§ Tasks to complete
1: Decide whether each statement below agrees with the excerpt on recurring segments, answering yes or no and quoting the deciding words of the excerpt: (a) the related work is presented in Sect. 4; (b) one iteration of the proposed algorithm takes quadratic time in the number of edges; (c) the work extends a model by Corneli et al.
2: Write the next part of the excerpt on recurring segments, picking up after its last sentence.

§ Quoted text
----

In summary, we extend a model by Corneli et al. [6] to have recurring segments. We prove that the main problem is NP-hard as well as several related optimization problems where we fix a subset of parameters. Navigating around these NP-hard problems we propose an iterative algorithm where a single iteration requires \({{\mathcal {O}}\left( KHm + Rn + R^2H\right) }\) time, a linear time in edges and nodes.

The rest of the paper is organized as follows. First we introduce preliminary notation, the model, and the optimization problem in Sect. 2. We then proceed to describe the iterative algorithm in Sect. 3. We present the related work in Sect. 4. Finally, we present our experiments in Sect. 5 and conclude the paper with discussion in Sect. 6. The proofs are provided in AppendixFootnote 1.

----

§ Entries from a pointing dataset
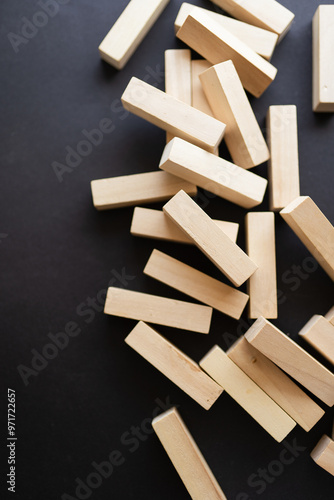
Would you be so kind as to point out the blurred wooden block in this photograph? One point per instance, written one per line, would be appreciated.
(174, 364)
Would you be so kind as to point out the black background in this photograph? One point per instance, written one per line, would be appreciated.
(59, 251)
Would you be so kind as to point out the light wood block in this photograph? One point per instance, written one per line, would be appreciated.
(261, 248)
(213, 174)
(217, 44)
(174, 364)
(273, 381)
(196, 284)
(189, 463)
(129, 190)
(283, 168)
(291, 358)
(149, 223)
(313, 229)
(129, 30)
(247, 394)
(159, 310)
(172, 115)
(227, 98)
(211, 240)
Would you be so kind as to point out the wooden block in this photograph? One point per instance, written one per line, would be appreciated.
(211, 240)
(261, 248)
(172, 115)
(129, 31)
(227, 98)
(217, 44)
(295, 402)
(149, 223)
(323, 64)
(159, 310)
(129, 190)
(189, 463)
(196, 284)
(283, 168)
(313, 229)
(247, 394)
(213, 174)
(174, 364)
(294, 360)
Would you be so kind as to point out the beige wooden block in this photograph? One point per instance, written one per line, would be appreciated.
(211, 240)
(129, 31)
(213, 174)
(261, 248)
(247, 394)
(291, 358)
(230, 104)
(174, 364)
(189, 463)
(172, 115)
(196, 284)
(295, 402)
(313, 229)
(217, 44)
(283, 168)
(129, 190)
(149, 223)
(159, 310)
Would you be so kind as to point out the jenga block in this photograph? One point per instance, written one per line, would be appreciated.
(129, 31)
(172, 115)
(129, 190)
(211, 240)
(295, 402)
(216, 44)
(189, 463)
(313, 229)
(261, 248)
(291, 358)
(283, 169)
(230, 104)
(174, 364)
(247, 394)
(214, 174)
(159, 310)
(196, 284)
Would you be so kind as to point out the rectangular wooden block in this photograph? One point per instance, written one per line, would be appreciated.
(261, 248)
(174, 364)
(129, 31)
(211, 240)
(247, 394)
(313, 229)
(159, 310)
(213, 174)
(190, 463)
(283, 168)
(129, 190)
(196, 284)
(291, 358)
(273, 381)
(217, 44)
(172, 115)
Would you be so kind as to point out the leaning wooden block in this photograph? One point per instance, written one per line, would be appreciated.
(247, 394)
(159, 310)
(313, 229)
(129, 31)
(196, 284)
(189, 463)
(294, 360)
(172, 115)
(211, 240)
(174, 364)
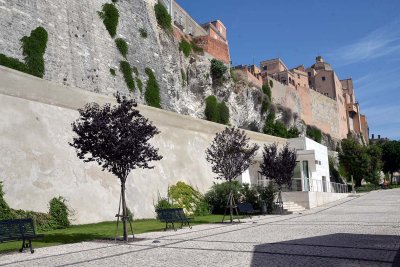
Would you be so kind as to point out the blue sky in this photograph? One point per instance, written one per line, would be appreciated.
(361, 40)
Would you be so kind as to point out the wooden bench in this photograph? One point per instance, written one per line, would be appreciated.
(19, 229)
(247, 208)
(172, 216)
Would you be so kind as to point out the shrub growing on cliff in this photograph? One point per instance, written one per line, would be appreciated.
(314, 133)
(163, 18)
(117, 138)
(267, 90)
(122, 46)
(185, 47)
(211, 110)
(110, 17)
(59, 212)
(223, 113)
(126, 70)
(143, 32)
(218, 70)
(152, 94)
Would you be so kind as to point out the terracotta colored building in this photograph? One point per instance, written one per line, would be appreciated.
(322, 78)
(249, 73)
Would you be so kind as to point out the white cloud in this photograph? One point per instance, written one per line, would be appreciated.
(381, 42)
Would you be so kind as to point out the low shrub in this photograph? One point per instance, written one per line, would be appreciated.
(152, 94)
(143, 32)
(314, 133)
(217, 196)
(188, 198)
(59, 212)
(122, 46)
(5, 211)
(110, 17)
(185, 47)
(163, 18)
(126, 70)
(268, 194)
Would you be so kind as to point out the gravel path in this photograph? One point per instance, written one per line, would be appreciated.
(356, 231)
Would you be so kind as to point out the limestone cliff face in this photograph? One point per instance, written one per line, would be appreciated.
(80, 53)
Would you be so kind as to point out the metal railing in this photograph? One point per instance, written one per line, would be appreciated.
(311, 185)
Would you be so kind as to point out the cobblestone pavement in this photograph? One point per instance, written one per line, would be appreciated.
(356, 231)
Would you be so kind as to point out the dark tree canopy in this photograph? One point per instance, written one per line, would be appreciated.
(278, 166)
(391, 156)
(354, 159)
(230, 153)
(116, 137)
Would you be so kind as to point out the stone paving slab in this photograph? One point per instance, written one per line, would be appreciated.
(356, 231)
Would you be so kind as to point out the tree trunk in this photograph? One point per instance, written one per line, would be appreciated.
(231, 201)
(124, 211)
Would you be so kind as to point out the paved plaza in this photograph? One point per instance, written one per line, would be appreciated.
(356, 231)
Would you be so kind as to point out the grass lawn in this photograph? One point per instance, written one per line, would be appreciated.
(104, 230)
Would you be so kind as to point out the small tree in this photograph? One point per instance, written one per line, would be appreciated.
(279, 167)
(230, 154)
(117, 139)
(391, 157)
(354, 159)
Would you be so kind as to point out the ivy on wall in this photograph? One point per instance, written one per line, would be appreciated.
(152, 94)
(33, 49)
(110, 17)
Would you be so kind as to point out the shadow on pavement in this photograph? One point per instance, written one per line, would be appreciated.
(331, 250)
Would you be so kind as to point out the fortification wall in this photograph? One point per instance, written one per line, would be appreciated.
(312, 107)
(38, 164)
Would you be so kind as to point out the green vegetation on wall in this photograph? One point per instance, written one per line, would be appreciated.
(185, 47)
(126, 70)
(217, 69)
(314, 133)
(152, 94)
(163, 18)
(122, 46)
(140, 84)
(110, 17)
(184, 78)
(216, 112)
(33, 49)
(143, 32)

----

§ Final results
1:
(a) Yes: "We present the related work in Sect. 4."
(b) No: "a linear time in edges and nodes."
(c) Yes: "we extend a model by Corneli et al. [6] to have recurring segments."

2:
2 Preliminary Notation and Problem Definition

Assume a temporal graph \(G = (V, E)\), where V is a set of nodes and E is a set of edges, where each edge is tuple (uvt) with \(u,v \in V\) and t being the timestamp. We will use \(n = {\left| V\right| }\) to denote the number of nodes and \(m = {\left| E\right| }\) the number of edges. For simplicity, we assume that we do not have self-loops, though the models can be adjusted for such case. We write t(e) to mean the timestamp of the edge e. We also write N(u) to denote all the edges adjacent to a node \(u \in V\).

Perhaps the simplest way to model a graph (with no temporal information) is with Erdos-Renyi model, where each edge is sampled independently from a Bernoulli probability parameterized with q. Let us consider two natural extensions of this model. The first extension is a block model, where nodes are divided into k blocks, and an edge (uv) are modelled with a Bernoulli probability parameterized with \(q_{ij}\), where i is the block of u and j is the block of v. Given a graph, the optimization problem is to cluster nodes into blocks so that the likelihood of the model is optimized. For the sake of variability we will use the words block and group interchangeably.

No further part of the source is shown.